> [What is required] Until the last line is reached, keep transcribing the material exactly.

··· Available data

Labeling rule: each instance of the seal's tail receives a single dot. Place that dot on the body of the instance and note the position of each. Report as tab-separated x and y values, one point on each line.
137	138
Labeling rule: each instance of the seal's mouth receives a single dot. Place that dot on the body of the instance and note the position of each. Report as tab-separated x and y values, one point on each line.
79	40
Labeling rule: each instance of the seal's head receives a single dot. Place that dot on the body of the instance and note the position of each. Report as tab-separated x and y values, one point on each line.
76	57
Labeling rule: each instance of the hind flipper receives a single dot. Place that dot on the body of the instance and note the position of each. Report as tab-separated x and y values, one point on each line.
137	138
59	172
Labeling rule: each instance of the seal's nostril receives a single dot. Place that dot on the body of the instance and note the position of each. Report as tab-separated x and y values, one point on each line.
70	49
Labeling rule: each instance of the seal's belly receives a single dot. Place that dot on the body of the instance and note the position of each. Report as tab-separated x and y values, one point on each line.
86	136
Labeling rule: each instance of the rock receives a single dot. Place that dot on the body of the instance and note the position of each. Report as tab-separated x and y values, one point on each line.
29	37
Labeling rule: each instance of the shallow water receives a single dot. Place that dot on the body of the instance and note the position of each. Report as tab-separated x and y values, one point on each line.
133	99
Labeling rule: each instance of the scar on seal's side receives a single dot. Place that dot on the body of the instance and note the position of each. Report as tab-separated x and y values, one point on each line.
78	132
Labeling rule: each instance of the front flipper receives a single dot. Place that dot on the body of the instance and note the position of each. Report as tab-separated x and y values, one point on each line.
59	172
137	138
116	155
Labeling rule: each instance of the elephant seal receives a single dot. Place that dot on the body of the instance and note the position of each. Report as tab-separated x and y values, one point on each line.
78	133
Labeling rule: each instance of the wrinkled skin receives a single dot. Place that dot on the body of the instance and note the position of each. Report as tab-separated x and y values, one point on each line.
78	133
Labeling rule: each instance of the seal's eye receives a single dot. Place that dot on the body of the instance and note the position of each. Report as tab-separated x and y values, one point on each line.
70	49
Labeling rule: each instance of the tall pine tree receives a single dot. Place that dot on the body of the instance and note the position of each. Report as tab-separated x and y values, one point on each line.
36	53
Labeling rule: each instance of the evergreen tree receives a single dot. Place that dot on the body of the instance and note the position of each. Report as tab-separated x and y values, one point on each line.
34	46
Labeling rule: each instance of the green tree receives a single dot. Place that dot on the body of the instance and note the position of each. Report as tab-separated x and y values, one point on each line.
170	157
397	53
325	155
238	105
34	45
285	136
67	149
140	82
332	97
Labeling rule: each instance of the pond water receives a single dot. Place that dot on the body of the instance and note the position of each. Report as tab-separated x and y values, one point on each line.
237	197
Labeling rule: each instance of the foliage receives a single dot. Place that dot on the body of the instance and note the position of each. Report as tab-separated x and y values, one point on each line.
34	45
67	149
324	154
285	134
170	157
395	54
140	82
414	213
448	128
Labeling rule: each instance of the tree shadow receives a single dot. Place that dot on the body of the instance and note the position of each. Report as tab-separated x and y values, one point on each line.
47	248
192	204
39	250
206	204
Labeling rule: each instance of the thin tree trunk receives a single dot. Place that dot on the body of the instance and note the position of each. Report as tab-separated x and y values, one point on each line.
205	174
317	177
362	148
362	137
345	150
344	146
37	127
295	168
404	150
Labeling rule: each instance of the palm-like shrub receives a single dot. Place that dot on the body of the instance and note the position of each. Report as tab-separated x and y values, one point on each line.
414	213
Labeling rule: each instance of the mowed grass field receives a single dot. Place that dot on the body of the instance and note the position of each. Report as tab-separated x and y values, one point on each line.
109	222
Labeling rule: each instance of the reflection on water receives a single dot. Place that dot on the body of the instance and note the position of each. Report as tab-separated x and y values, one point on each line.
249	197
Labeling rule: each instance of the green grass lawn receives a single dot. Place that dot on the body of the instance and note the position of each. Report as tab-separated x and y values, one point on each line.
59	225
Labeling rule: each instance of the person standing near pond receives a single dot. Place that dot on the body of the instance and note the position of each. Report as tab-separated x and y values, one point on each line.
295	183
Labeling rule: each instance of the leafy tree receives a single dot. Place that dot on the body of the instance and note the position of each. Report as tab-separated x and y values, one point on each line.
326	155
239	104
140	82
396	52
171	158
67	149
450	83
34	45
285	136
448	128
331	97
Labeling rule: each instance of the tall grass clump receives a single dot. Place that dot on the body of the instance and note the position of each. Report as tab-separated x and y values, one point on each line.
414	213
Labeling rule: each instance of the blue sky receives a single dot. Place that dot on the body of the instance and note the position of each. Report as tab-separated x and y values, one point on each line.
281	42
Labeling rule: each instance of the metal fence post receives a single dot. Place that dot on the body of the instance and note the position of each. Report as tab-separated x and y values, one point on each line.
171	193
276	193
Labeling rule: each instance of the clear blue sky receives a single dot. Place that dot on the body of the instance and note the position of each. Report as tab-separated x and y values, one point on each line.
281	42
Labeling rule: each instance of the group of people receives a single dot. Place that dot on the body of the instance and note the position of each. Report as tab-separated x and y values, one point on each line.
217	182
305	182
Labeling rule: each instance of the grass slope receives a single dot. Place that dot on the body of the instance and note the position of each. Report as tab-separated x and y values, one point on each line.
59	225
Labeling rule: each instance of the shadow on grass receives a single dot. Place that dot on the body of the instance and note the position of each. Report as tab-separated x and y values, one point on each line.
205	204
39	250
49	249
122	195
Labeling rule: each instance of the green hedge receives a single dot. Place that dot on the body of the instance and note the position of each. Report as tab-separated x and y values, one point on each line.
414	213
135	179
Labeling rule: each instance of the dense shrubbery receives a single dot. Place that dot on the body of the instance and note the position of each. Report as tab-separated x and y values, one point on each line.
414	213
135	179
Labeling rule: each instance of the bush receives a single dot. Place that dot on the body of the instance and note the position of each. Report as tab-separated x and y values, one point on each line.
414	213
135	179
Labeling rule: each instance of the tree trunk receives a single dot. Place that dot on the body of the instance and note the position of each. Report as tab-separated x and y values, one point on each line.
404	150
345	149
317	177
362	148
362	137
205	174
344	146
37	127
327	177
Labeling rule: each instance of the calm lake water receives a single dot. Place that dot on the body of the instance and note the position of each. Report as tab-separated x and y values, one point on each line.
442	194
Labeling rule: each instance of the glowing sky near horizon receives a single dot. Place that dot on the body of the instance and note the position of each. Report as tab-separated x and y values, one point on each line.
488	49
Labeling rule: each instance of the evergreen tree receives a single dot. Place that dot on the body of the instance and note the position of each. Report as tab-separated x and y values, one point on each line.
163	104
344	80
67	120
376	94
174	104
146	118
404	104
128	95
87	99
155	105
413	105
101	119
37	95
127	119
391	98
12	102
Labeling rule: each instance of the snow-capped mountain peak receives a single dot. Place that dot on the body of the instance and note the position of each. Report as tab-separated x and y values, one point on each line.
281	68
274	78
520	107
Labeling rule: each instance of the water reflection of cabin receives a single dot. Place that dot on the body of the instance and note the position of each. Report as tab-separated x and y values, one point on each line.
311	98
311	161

······

> [Completed task]
Labeling rule: each instance of the seal's tail receives a single dot. Place that dot on the body of the instance and note the position of each. Report as tab-separated x and y values, one point on each line.
137	138
Labeling rule: each instance of the seal's mouth receives a single dot. Place that dot on the body of the instance and note the position of each. Report as tab-separated x and y values, one point on each line.
79	40
Labeling rule: each instance of the seal's head receives a single dot. Place that dot on the body of the instance and note the position of each. Report as tab-separated x and y values, one point on each line.
76	57
Labeling rule: each instance of the hind flipper receives a single dot. Place that dot on the body of the instance and note the position of each. Report as tab-separated x and y values, one point on each line.
137	138
59	172
Labeling rule: each instance of the seal's nostril receives a single dot. Place that dot on the body of the instance and note the position of each. Report as tab-separated x and y values, one point on each line.
70	49
Labeling rule: each instance of the seal's belly receives a single dot. Place that dot on the body of the instance and note the position of each. Report as tab-separated x and y values, one point on each line.
86	136
Labeling rule: each instance of the rock receives a single dot. Place that dot on the body of the instance and note the position of each. Report as tab-separated x and y values, one point on each line.
29	37
Labeling rule: each instance of the shallow water receives a single dot. Place that dot on the body of the instance and note the position of each. Report as tab-separated x and y values, one point on each line.
133	99
Labeling rule: each instance of the scar on seal's side receives a single dot. Place that dot on the body of the instance and note the position of each. Report as tab-separated x and y values, one point on each line.
78	132
Labeling rule: each instance of the front flipper receives a single dot. Place that dot on the body of the instance and note the position of each. Report as tab-separated x and y values, one point on each line.
59	172
137	138
116	155
Labeling rule: each instance of the elephant seal receives a single dot. Place that dot on the body of the instance and note the position of each. Report as tab-separated x and y values, one point on each line.
78	133
Labeling rule: each instance of the wrinkled skin receives a single dot. Place that dot on the body of the instance and note the position of each. Report as tab-separated x and y values, one point on each line.
78	133
Labeling rule: each instance of the seal's eye receives a single dot. Place that dot on the body of the instance and note the position of each. Report as tab-separated x and y values, one point on each line.
70	49
Labeling rule: each instance of the tall pine tree receives a single dot. Place that dot on the body of the instance and note the position of each. Report as tab-separated x and y values, one point on each line.
36	53
Labeling rule: each instance of the evergreen tree receives a single dot. Place that dot on the body of the instance and note the position of each. Report as tab-separated x and y values, one point on each line.
34	46
Labeling rule: each instance of the green tree receives a single dot. Place that dot on the body of the instance and note the position of each. Report as tab-separated x and y values, one point on each line.
170	157
397	53
325	155
238	105
34	45
285	136
67	149
140	82
332	97
Labeling rule: each instance of the pond water receives a single dot. Place that dot on the body of the instance and note the position of each. Report as tab-separated x and y values, one point on each line.
237	197
Labeling rule: each instance of the foliage receives a single dot. Place that dot on the body of the instance and note the position of each. Report as tab-separated x and y values, one point on each line.
34	45
67	149
324	154
285	134
170	157
395	54
140	82
414	213
448	128
Labeling rule: each instance of the tree shadow receives a single dot. Place that dot on the body of the instance and note the position of each. Report as tab-separated x and y values, one point on each line.
47	248
192	204
39	250
206	204
Labeling rule: each instance of the thin tree trunk receives a single dot. Place that dot on the body of the instance and note the position of each. Report as tab-separated x and y values, one point on each line.
205	174
317	177
362	148
362	137
345	150
344	146
37	127
295	168
404	150
Labeling rule: each instance of the palm-like shrub receives a single dot. Place that dot on the body of the instance and note the position of each. Report as tab-separated x and y values, one point on each line.
414	213
Labeling rule: each instance of the mowed grass field receives a single dot. Place that dot on the body of the instance and note the position of each. Report as tab-separated x and y values, one point on each line.
109	222
Labeling rule: each instance of the reflection on water receives a single dot. Place that dot on the body of the instance and note the position of each. Report as tab-separated x and y values, one point on each line.
249	197
Labeling rule: each instance of the green grass lawn receives a single dot. Place that dot on the body of the instance and note the position of each. Report as tab-separated x and y values, one point on each line.
59	225
Labeling rule: each instance of the person standing near pond receives a single dot. Place that dot on the body of the instance and note the position of each. Report as tab-separated x and y values, one point on each line.
295	183
Labeling rule: each instance of the leafy tree receives a single dot. Place that dot on the body of the instance and note the position of each. Report as tab-separated x and y values, one point on each line.
326	155
239	104
140	82
396	52
171	158
67	149
450	83
34	45
285	136
448	128
331	97
Labeling rule: each instance of the tall grass clump receives a single dot. Place that dot on the body of the instance and note the position of each. Report as tab-separated x and y values, one point on each line.
414	213
Labeling rule: each instance of the blue sky receives a single dot. Place that dot on the body of the instance and note the position of each. Report as tab-separated x and y values, one point on each line.
281	42
Labeling rule: each instance of the metal fence post receives a single dot. Place that dot on the body of the instance and note the position of each. Report as tab-separated x and y values, one point on each line.
171	193
276	193
Labeling rule: each instance of the clear blue sky receives a single dot. Place that dot on the body of the instance and note the position of each. Report as tab-separated x and y values, one point on each line.
281	42
Labeling rule: each instance of the group of people receives a single dot. Place that dot on the body of the instance and note the position of each. Report as tab-separated x and y values, one point on each line.
217	182
305	182
Labeling rule: each instance of the grass slope receives a single dot. Place that dot on the body of the instance and note the position of each. Report as tab-separated x and y values, one point on each line.
59	225
Labeling rule: each instance of the shadow on grass receives a single dot. Place that dot on the body of the instance and note the position of each. Report as tab-separated x and y values, one point on each line.
205	204
39	250
49	249
122	195
Labeling rule: each instance of the green hedge receives a single dot. Place that dot on the body of the instance and note the position of each. Report as tab-separated x and y values, one point on each line.
414	213
135	179
Labeling rule: each instance of the dense shrubbery receives a single dot. Place that dot on the body of the instance and note the position of each. Report as tab-separated x and y values, one point on each line.
414	213
135	179
Labeling rule: each instance of the bush receives a single dot. Place that dot on the body of the instance and note the position of each. Report as tab-separated x and y values, one point on each line.
414	213
135	179
Labeling rule: each instance of the tree trunk receives a single dot. Place that dot on the body of the instance and note the position of each. Report as tab-separated x and y values, one point on each line.
404	150
345	149
317	177
362	148
362	137
205	174
344	146
37	127
327	177
Labeling rule: each instance of the calm lake water receives a single dot. Place that dot on the body of the instance and note the position of each. Report as tab-separated x and y values, one point on each line.
442	194
Labeling rule: each instance of the glowing sky near horizon receives a single dot. Place that dot on the body of the instance and note the position of each. Report as tab-separated x and y values, one point on each line.
488	49
Labeling rule: each instance of the evergreen tree receives a single dot. Place that dot on the body of the instance and note the position of each. Report as tab-separated x and y values, one point on each line.
163	104
344	80
67	120
376	94
174	104
146	118
404	104
128	95
87	99
155	105
413	105
101	119
37	95
127	119
391	98
12	102
Labeling rule: each instance of the snow-capped mountain peak receives a single dot. Place that dot on the body of the instance and note the position of each. Report as tab-separated x and y values, one point on each line.
281	68
274	78
520	107
Labeling rule: each instance of the water reflection of cabin receives a single dot. Place that dot on the body of the instance and note the position of each. Report as tab-separated x and y values, one point on each line.
311	98
311	161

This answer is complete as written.